RECORDS:
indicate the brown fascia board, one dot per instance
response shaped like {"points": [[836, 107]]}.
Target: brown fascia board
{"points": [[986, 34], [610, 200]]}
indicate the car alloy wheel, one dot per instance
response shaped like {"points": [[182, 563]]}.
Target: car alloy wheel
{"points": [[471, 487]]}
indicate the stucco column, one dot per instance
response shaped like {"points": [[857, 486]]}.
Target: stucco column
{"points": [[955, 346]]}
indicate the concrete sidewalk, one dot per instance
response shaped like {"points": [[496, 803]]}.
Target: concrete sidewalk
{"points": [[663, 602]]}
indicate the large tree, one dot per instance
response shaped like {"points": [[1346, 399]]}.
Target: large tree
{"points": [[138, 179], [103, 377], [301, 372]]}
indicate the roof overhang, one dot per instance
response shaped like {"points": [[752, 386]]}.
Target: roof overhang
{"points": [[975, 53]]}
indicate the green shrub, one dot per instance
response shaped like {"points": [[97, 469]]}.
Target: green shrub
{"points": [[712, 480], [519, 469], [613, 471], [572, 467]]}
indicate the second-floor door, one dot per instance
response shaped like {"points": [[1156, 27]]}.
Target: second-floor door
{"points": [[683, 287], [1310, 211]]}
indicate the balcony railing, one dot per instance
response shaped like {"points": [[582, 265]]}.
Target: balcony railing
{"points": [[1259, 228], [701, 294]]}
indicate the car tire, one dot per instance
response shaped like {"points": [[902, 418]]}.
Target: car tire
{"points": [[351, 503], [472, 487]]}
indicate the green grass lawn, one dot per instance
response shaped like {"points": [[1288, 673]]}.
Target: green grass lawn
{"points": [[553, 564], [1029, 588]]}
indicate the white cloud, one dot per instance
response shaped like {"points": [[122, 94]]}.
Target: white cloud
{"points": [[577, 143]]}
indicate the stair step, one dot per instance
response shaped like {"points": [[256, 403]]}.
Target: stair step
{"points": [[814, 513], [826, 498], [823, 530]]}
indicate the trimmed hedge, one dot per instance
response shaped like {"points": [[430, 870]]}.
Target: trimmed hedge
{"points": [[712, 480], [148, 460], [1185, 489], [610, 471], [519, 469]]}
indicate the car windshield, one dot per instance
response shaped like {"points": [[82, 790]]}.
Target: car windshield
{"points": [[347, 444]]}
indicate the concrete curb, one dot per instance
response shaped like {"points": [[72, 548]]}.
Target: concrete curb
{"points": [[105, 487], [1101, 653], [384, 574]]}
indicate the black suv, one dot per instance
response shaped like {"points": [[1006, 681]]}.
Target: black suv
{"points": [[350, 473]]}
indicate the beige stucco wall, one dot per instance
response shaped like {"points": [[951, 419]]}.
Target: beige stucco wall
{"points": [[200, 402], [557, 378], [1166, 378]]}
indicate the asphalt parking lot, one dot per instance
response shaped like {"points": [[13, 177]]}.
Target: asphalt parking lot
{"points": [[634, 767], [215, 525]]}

TASK PROMPT:
All records are to be printed again, exactly and completely.

REPLY TO THE TASK:
indicate the brown fascia board, one dot per instance
response shaped like {"points": [[836, 107]]}.
Target: brown fascia board
{"points": [[986, 34], [610, 200]]}
indicate the car alloy wheel, one dot per instance
response shaped like {"points": [[182, 563]]}.
Target: car alloy wheel
{"points": [[471, 487]]}
indicate the stucco column, one dot per instance
response shaped like {"points": [[857, 486]]}.
Target: stucco column
{"points": [[955, 346]]}
indicate the concrete sidewalk, one dot per instance
response shaped like {"points": [[496, 803]]}.
Target: concrete sidewalk
{"points": [[663, 602]]}
indicate the large tree, one dot per instance
response shaped like {"points": [[1346, 399]]}.
Target: large tree
{"points": [[138, 179], [103, 377], [301, 372]]}
indicate the roof overhang, one dot per instance
response shaped like {"points": [[752, 386]]}.
Target: roof overhang
{"points": [[975, 53]]}
indicate the green shrub, one dot per instance
response shaped like {"points": [[97, 469]]}.
Target: green shrub
{"points": [[712, 480], [519, 469], [613, 471], [572, 467]]}
indicate the second-floor door, one dot per instance
response shaped like {"points": [[1156, 27]]}.
Target: second-floor door
{"points": [[683, 287], [1310, 211]]}
indicate the balcony railing, one dot per instance
response shaped like {"points": [[582, 265]]}.
Target: balcony railing
{"points": [[1259, 228], [701, 294]]}
indicate the car tire, one dot per instance
response shaped like {"points": [[902, 418]]}.
Target: car tire
{"points": [[351, 503], [472, 487]]}
indicate the green grass lawn, one dot per instance
response shaped like {"points": [[1288, 673]]}.
Target: green grass lawn
{"points": [[553, 564], [1029, 588]]}
indicate the white cloud, one dot per instance
response shaped like {"points": [[122, 94]]}.
Target: white cloud
{"points": [[577, 143]]}
indicate the stair step, one dot per instance
response shaped like {"points": [[256, 403]]}.
Target: stair step
{"points": [[814, 513], [826, 498], [823, 530]]}
indicate the trimmed hedge, one dot per instance
response shaped like {"points": [[430, 870]]}.
Target: trimmed hedge
{"points": [[712, 480], [148, 460], [1185, 489], [610, 471], [519, 469]]}
indicate the car windshield, one dot per instance
response shaped like {"points": [[82, 790]]}.
Target: car windshield
{"points": [[347, 444]]}
indicate the concrete curb, one dot per instance
response shaped like {"points": [[72, 548]]}.
Target: concrete curb
{"points": [[105, 487], [1101, 653], [384, 574]]}
indicate the black suv, one dot per instance
response shaped like {"points": [[1006, 681]]}.
Target: black suv
{"points": [[350, 473]]}
indicate the beige stucco wall, one dot per instance
response shaped like {"points": [[951, 419]]}.
Target: beige stucco wall
{"points": [[200, 402], [557, 378], [1166, 378]]}
indicate the asphalt parking lot, one dot per instance
response shaped like {"points": [[13, 177]]}.
Target: asphalt parking lot
{"points": [[634, 767], [215, 525]]}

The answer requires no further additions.